### Directions
For every entry below, retype it exactly as it reads.

Point localization data

Start of Block

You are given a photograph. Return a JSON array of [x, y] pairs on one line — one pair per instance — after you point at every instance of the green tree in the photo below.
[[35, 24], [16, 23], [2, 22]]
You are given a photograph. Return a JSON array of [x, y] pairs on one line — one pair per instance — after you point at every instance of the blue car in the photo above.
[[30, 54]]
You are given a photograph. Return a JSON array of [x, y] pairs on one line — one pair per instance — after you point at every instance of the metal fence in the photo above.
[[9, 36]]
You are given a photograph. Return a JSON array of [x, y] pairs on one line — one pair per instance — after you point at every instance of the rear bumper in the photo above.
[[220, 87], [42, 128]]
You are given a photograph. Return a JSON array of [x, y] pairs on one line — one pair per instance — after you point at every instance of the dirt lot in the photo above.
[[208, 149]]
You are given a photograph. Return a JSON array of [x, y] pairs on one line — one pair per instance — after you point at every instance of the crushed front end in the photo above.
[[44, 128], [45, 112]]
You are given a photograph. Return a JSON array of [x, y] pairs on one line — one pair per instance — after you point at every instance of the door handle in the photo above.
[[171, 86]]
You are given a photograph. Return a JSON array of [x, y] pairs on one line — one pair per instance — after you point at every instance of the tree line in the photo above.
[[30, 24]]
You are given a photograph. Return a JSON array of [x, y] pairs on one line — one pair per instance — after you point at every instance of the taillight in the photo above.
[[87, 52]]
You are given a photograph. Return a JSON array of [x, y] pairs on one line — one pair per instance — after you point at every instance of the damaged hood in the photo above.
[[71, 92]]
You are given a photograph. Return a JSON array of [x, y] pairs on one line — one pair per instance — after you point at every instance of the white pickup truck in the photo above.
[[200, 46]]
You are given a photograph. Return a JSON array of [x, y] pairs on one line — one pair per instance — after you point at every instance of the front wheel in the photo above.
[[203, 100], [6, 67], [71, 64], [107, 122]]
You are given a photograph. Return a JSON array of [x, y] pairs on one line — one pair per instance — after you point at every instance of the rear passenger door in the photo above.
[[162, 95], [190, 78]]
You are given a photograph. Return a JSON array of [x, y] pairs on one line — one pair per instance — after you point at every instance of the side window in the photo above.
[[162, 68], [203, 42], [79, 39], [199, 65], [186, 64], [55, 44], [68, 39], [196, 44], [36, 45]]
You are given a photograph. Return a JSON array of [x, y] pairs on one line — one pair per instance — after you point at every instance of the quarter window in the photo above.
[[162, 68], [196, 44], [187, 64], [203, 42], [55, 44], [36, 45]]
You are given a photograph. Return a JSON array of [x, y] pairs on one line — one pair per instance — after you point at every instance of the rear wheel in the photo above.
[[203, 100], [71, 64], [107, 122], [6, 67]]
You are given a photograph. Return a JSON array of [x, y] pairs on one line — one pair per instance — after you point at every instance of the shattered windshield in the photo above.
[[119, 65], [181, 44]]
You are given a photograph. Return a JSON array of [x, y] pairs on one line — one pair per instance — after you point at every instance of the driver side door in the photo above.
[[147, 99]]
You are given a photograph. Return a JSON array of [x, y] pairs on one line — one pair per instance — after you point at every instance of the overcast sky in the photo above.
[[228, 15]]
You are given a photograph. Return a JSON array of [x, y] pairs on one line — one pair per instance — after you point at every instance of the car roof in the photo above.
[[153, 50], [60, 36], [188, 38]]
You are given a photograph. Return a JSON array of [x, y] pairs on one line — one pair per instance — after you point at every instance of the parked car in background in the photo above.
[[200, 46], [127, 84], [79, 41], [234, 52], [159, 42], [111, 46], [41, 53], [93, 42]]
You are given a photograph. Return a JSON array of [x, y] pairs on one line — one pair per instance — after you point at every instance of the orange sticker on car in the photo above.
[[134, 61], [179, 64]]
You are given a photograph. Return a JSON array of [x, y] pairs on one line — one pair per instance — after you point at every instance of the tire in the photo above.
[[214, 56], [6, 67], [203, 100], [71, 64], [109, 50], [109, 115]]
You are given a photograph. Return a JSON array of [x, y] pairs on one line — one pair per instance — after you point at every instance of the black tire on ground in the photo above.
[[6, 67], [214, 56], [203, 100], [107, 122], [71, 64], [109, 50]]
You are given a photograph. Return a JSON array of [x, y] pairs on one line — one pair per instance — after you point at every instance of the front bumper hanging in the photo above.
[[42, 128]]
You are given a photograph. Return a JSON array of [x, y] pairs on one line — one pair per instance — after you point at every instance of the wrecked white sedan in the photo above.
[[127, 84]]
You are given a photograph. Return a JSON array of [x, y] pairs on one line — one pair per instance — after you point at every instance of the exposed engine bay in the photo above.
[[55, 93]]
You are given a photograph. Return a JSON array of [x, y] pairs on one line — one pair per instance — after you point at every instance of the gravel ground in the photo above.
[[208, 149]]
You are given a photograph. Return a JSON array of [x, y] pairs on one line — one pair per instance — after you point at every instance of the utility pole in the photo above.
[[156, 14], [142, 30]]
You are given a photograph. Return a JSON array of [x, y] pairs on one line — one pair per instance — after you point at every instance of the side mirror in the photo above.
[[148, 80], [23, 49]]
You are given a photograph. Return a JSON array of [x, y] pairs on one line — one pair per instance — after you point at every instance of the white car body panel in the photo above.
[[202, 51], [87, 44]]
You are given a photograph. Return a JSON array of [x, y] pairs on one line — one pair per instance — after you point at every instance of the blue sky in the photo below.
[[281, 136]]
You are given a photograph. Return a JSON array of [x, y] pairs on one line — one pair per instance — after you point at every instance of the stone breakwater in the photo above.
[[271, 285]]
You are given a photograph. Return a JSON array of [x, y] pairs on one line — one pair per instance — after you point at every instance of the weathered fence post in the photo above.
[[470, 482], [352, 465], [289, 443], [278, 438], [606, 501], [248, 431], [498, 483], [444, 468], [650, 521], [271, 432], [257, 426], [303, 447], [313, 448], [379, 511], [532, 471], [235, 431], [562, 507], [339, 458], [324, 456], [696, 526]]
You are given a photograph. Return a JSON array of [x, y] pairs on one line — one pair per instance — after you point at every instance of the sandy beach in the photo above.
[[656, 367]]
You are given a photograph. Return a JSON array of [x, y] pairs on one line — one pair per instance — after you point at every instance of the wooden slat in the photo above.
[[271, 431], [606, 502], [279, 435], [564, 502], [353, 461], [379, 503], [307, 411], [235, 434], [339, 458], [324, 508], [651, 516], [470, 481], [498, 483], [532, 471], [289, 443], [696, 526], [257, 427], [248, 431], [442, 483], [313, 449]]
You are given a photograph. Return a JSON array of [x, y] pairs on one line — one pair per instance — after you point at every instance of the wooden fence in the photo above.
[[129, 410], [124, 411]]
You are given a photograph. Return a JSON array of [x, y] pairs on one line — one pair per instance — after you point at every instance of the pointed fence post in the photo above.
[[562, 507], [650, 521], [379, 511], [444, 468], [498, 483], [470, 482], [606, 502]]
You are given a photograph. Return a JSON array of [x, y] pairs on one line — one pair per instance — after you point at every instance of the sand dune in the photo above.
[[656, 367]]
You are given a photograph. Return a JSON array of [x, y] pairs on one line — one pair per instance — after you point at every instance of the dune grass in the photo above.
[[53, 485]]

End of Block

### Result of the exercise
You are given a photograph. Return a JSON array of [x, y] pairs on one line — one pair per instance — after you point at every instance of the green tree in the photo below.
[[35, 24], [16, 23], [2, 22]]
You are given a photograph. Return a JSON array of [x, y] pairs on one line — one pair per instance — after you point at every instance of the blue car in the photo above.
[[30, 54]]
You are given a photograph. Return a JSON array of [x, y] pairs on one line — one pair per instance — after you point at every instance of the metal fence in the photo above.
[[9, 36]]
You are given a photograph. Return a JSON array of [x, y] pairs on one line — one pair per instance — after you point at every instance of the rear bumper in the photo above.
[[220, 87], [42, 128]]
You are given a photograph. Return a JSON array of [x, y] pairs on one line — one pair per instance — after you point at every instance of the dirt lot in the photo above.
[[208, 149]]
You are given a photograph. Return a JSON array of [x, y] pairs on one line — one pair per instance — after you point at every instance of the crushed front end in the photo above.
[[44, 128], [45, 112]]
You are given a photograph. Return a JSON array of [x, y] pairs on one line — one pair per instance — after you point at every instance of the door handle in the photo above.
[[171, 86]]
You are given a photograph. Return a JSON array of [x, y] pairs on one line — one pair per instance — after you point at every instance of the tree line in the photo above.
[[30, 24]]
You are given a photograph. Return a JSON array of [x, y] pairs on one line — one pair per instance — after you point at every instance of the taillight in the photo above.
[[87, 52]]
You are given a photograph. Return a JSON array of [x, y] pairs on one line — one pair per instance — after you point at every instance of the damaged hood in the photo above.
[[71, 92]]
You are given a photograph. Return a JSON array of [x, y] pairs on one line — one pair per instance — after you point at every instance of the white pickup truck in the photo above.
[[200, 46]]
You are given a photograph. Return a JSON array of [x, y] pairs on one line — one pair per instance — after you point at every instance of the front wheel in the photo above.
[[203, 100], [6, 67], [71, 64], [107, 122]]
You are given a photograph. Return a JSON array of [x, y] pairs on one line — one pair per instance — after you point at every instance of the rear passenger door in the photo above.
[[162, 95], [190, 78]]
You are given a photograph. Return a JSON array of [x, y] pairs on one line — one pair per instance — after you point at every instance of the side window in the photo above.
[[162, 68], [203, 42], [79, 39], [199, 65], [186, 64], [55, 44], [68, 39], [196, 44], [36, 45]]
You are given a photograph. Return a JSON array of [x, y] pairs on one line — one pair per instance — after you point at every instance of the quarter window in the photo above.
[[162, 68], [196, 44], [187, 64], [203, 42], [55, 44], [36, 45]]
You are given a photograph. Return a JSON array of [x, y] pairs on one line — one pair per instance — after you point at every instance of the rear wheel in the photo above.
[[203, 100], [71, 64], [107, 122], [6, 67]]
You are given a photograph. Return a JSON array of [x, y] pairs on one line — one pair per instance — after you point at every instance of the shattered windshield in the photo above.
[[119, 65], [181, 44]]
You are given a photograph. Return a JSON array of [x, y] pairs on one line — one pair per instance — after you point at every instance of the driver side door in the photo above.
[[147, 99]]
You are given a photograph. Return a JSON array of [x, y] pairs on one line — one pair per instance — after you point at every instance of the overcast sky in the photo above.
[[228, 15]]
You are given a photograph. Return a JSON array of [x, y] pairs on one line — one pair per instance — after you point at every instance of the car roof in the photo above.
[[153, 50], [60, 36], [188, 38]]
You are given a photograph. Return a JSON array of [x, y] pairs on one line — one pair per instance — after you point at every instance of the parked car in background in the photo above.
[[200, 46], [127, 84], [79, 41], [234, 52], [159, 42], [111, 46], [41, 53], [93, 42]]
You are given a photograph. Return a JSON array of [x, y] pairs on one line — one pair per instance — after you point at every instance of the orange sticker on car in the photo above.
[[134, 61], [179, 64]]
You are given a photograph. Return a JSON array of [x, y] pairs on one line — one pair per instance — after you point at every instance of the tire in the photo above.
[[214, 56], [6, 67], [203, 100], [71, 64], [109, 50], [109, 115]]
You are given a photograph. Return a JSON array of [x, y] pairs on one line — one pair per instance — after you point at every instance of the black tire on ground in the photo above.
[[6, 67], [214, 56], [203, 100], [107, 122], [71, 64], [109, 50]]
You are given a photograph. Return a JSON array of [x, y] pairs on one line — one pair per instance — after you point at every instance of the front bumper hanging in the photo above.
[[42, 128]]
You are given a photograph. Return a JSON array of [x, y] pairs on one line — one pair per instance — after you point at every instance of the wrecked white sedan in the photo above.
[[127, 84]]
You are given a photograph. Return a JSON array of [x, y] pairs on one line — one pair per instance — after you point at every instance of the exposed engine bay in the photo above.
[[55, 93]]
You are given a photograph. Return a JSON array of [x, y] pairs on one line — one pair per instance — after you point at every instance of the gravel ground in the photo above.
[[208, 149]]
You are given a photograph. Return a JSON array of [x, y] pairs on one line — one pair per instance — after you point at every instance of the utility pole in the photo above.
[[156, 14], [142, 30]]
You are given a photograph. Return a JSON array of [x, y] pairs on one line — one pair per instance — after you point at every instance of the side mirror in the photo above.
[[148, 80], [23, 49]]
You are given a photograph. Return a JSON array of [x, y] pairs on one line — one pair per instance — after you point at every instance of the white car body panel in the photo above.
[[202, 51], [87, 44]]
You are given a photograph. Return a JSON array of [x, y] pairs on one line — one pair per instance — after you point at every instance of the blue sky in the photo below.
[[281, 136]]
You are given a photograph. Return a JSON array of [x, y] pairs on one line — one pair per instance — after you point at every instance of the stone breakwater in the photo above.
[[271, 285]]
You are given a photograph. Return a JSON array of [x, y] pairs on one line — one pair per instance — after you point at every instance of the weathered fence post in the photo above.
[[470, 482], [352, 465], [289, 443], [278, 438], [606, 501], [248, 431], [498, 483], [444, 468], [650, 521], [271, 432], [257, 426], [303, 447], [313, 448], [379, 511], [532, 471], [235, 431], [562, 507], [339, 458], [324, 456], [696, 526]]
You are given a photograph. Return a JSON array of [x, y] pairs on one line — one pair per instance — after you point at every instance of the sandy beach in the photo above.
[[656, 367]]
You are given a photograph. Return a JSON array of [x, y] pairs on one line — one pair per instance — after you point at every instance of the wooden slat in the photo above.
[[271, 431], [606, 502], [279, 435], [564, 502], [353, 461], [379, 503], [307, 411], [235, 434], [339, 458], [324, 508], [651, 516], [470, 481], [498, 483], [532, 471], [289, 443], [696, 526], [257, 427], [248, 431], [442, 483], [313, 449]]
You are given a photograph. Return a JSON array of [x, y] pairs on one line — one pair per instance — after you point at every instance of the wooden fence in the photo above.
[[129, 410], [124, 411]]
You are given a photograph. Return a JSON array of [x, y] pairs on one line — one pair per instance — after you point at every instance of the pointed fence post in the photo above.
[[562, 507], [650, 521], [379, 511], [444, 468], [498, 483], [470, 482], [606, 502]]
You are given a photograph. Return a JSON array of [x, y] pairs on one line — one pair per instance — after you point at every instance of the sand dune in the photo above.
[[656, 367]]
You are given a photograph. Return a JSON array of [x, y] pairs on one line — one pair per instance — after you point at every instance of the dune grass in the photo above.
[[53, 485]]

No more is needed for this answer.